• **PROBLEM DETAILS**
Locate each line in the data below that contains the word "nehru" and copy those lines.

• **DATA PROVIDED**
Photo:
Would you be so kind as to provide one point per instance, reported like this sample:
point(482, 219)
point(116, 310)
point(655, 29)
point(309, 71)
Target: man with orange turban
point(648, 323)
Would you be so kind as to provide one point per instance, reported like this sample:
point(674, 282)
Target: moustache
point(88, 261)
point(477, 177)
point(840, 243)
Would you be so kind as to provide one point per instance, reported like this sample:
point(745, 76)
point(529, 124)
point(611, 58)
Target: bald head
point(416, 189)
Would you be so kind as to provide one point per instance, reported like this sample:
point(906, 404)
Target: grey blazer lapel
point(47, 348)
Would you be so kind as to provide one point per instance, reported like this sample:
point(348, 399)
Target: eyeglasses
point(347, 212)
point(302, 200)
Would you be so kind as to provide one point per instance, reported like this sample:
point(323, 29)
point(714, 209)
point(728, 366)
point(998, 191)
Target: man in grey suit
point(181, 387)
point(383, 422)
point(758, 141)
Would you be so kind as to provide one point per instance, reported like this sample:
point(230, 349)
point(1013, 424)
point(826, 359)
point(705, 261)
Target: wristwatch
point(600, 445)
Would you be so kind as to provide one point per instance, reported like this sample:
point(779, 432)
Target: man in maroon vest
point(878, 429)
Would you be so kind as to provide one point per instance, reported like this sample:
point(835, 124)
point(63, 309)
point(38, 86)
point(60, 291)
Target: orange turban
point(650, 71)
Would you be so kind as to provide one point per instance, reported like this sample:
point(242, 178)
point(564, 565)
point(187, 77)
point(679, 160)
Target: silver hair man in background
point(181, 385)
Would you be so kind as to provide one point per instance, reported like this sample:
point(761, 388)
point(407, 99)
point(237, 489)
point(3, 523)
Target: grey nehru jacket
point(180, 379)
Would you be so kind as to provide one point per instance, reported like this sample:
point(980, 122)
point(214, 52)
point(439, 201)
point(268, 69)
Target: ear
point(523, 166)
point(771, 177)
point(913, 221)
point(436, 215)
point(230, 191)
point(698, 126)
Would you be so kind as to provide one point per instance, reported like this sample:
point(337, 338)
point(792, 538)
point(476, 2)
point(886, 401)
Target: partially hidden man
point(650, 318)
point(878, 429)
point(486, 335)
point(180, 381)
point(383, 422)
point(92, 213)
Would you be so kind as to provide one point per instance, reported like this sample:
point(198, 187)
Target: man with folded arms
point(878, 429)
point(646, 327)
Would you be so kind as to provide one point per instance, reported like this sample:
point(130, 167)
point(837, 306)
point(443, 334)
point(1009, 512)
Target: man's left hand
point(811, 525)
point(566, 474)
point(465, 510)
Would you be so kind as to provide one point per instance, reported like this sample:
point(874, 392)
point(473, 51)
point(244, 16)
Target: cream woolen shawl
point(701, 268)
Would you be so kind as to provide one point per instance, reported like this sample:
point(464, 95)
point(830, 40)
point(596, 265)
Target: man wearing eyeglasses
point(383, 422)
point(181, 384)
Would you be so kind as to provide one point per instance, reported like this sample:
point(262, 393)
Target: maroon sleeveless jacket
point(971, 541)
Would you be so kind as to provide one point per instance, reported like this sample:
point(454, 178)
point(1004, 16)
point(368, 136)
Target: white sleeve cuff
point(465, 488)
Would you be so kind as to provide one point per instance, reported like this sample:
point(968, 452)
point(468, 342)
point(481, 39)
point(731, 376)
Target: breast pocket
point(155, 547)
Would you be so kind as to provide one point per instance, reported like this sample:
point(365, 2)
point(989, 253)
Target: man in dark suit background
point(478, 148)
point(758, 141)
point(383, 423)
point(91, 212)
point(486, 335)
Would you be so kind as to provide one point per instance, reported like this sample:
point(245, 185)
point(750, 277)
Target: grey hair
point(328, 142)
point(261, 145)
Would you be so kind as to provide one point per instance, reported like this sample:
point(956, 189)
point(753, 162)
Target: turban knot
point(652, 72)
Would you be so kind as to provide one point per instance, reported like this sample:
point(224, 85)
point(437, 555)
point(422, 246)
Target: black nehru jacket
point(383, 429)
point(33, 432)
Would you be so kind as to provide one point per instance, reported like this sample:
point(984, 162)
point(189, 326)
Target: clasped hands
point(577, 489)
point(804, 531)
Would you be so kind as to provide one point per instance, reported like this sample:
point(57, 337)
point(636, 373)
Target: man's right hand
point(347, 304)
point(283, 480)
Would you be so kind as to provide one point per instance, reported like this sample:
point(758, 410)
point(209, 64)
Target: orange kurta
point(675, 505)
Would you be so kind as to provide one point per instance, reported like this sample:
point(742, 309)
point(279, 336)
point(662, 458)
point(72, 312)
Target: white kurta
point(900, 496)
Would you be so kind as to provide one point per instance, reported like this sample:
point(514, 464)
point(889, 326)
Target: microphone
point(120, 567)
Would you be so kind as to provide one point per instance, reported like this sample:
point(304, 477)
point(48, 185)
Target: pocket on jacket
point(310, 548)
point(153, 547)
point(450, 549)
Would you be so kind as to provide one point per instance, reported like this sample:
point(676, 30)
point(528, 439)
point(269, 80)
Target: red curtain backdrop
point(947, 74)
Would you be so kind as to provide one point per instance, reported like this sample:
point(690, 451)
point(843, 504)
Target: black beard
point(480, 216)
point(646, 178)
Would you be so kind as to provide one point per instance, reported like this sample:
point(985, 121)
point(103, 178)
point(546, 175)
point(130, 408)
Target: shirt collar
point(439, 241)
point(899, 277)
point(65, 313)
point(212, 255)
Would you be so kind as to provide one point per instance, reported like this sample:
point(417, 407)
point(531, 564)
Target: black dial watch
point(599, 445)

• **SOLUTION FOR THIS PROBLEM**
Target: grey nehru jacket
Target: black nehru jacket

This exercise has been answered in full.